(Point-per-instance localization data)
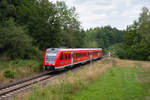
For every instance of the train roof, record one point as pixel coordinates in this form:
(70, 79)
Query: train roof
(73, 49)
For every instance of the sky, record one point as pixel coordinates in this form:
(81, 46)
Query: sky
(97, 13)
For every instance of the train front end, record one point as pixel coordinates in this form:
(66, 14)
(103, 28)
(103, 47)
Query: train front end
(50, 59)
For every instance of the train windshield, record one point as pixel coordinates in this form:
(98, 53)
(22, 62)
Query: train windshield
(51, 55)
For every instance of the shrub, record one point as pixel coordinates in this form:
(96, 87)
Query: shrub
(9, 74)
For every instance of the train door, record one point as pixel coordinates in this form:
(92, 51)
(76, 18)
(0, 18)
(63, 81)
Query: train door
(90, 56)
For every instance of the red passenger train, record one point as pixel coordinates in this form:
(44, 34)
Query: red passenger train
(60, 58)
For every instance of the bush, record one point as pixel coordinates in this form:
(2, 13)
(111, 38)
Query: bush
(9, 74)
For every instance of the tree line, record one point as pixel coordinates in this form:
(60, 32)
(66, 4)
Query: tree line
(28, 27)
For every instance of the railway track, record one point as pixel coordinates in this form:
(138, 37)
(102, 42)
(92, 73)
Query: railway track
(8, 91)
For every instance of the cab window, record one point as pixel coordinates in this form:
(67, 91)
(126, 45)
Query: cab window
(68, 56)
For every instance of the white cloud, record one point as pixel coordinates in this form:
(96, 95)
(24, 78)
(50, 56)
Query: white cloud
(117, 13)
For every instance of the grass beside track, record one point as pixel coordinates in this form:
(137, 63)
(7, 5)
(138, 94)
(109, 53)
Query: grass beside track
(122, 82)
(10, 70)
(119, 83)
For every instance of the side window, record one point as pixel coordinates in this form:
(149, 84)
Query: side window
(61, 58)
(68, 56)
(65, 56)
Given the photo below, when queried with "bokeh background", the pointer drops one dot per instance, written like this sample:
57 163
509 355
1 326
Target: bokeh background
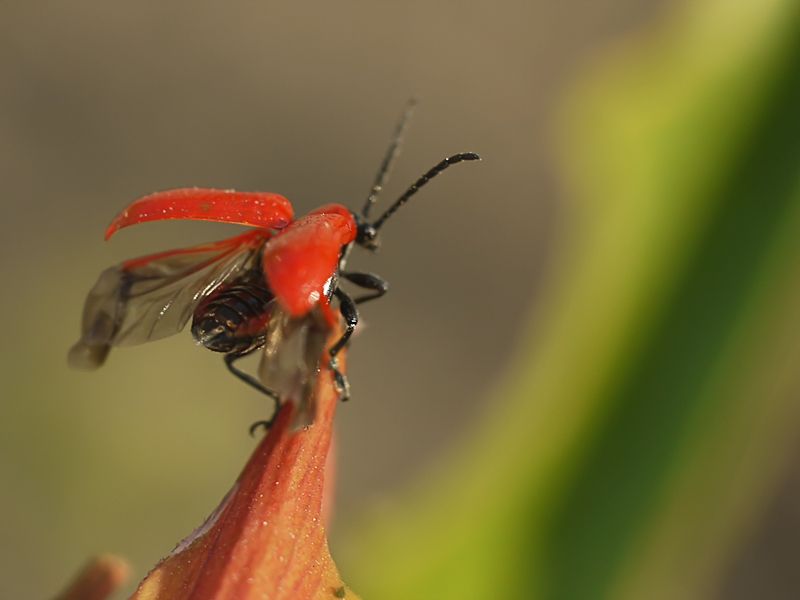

• THE PROBLEM:
Each entry above should be returned exactly as written, minus its pictures.

• ANSWER BOX:
For every instance of the train roof, record one point as pixel coordinates in this form:
(70, 79)
Query: train roof
(73, 49)
For every instance of the sky, record one point as pixel coordinates in this form:
(81, 46)
Query: sky
(97, 13)
For every instance of the train front end, record one point as pixel coordinates in this form:
(66, 14)
(103, 28)
(103, 47)
Query: train front end
(50, 59)
For every instance of the train windshield, record one point as pixel coordinates in this form:
(98, 53)
(22, 62)
Query: train windshield
(51, 55)
For every instance of the shrub, record one point as pixel coordinates in this form:
(96, 87)
Query: shrub
(9, 74)
For every instance of the train door, record one point as pixel coordinates in this form:
(92, 51)
(76, 18)
(0, 18)
(63, 81)
Query: train door
(90, 56)
For every instance of the red passenger train, record one point as pixel coordinates in this form:
(44, 34)
Query: red passenger train
(60, 58)
For every instance of the bush, record one point as pixel coordinates in this form:
(2, 13)
(111, 38)
Query: bush
(9, 74)
For every instance of the tree line, record one point as pixel coordinates in this form:
(60, 32)
(66, 4)
Query: tree line
(28, 27)
For every instance of the railway track, record one point as pixel coordinates in this form:
(138, 37)
(102, 42)
(92, 73)
Query: railway track
(8, 91)
For every instance of the cab window, record one point as pixel coordinates in this form:
(67, 91)
(126, 45)
Query: cab window
(68, 56)
For every instance of the white cloud, record one point as pixel coordinates in this form:
(96, 95)
(24, 78)
(50, 56)
Query: white cloud
(117, 13)
For every instance of the grass beside track, record one point as pixel coordinates in this form:
(137, 63)
(7, 5)
(138, 94)
(109, 53)
Query: grass beside track
(122, 82)
(10, 70)
(119, 83)
For every instance of the side window, record one point as pixel coordinates in this form:
(149, 84)
Query: side window
(61, 58)
(68, 56)
(65, 56)
Given the photo below, when queried with "bokeh background", the pointer drops one dot per instance, written like this sample:
57 163
509 355
1 326
Target: bokeh background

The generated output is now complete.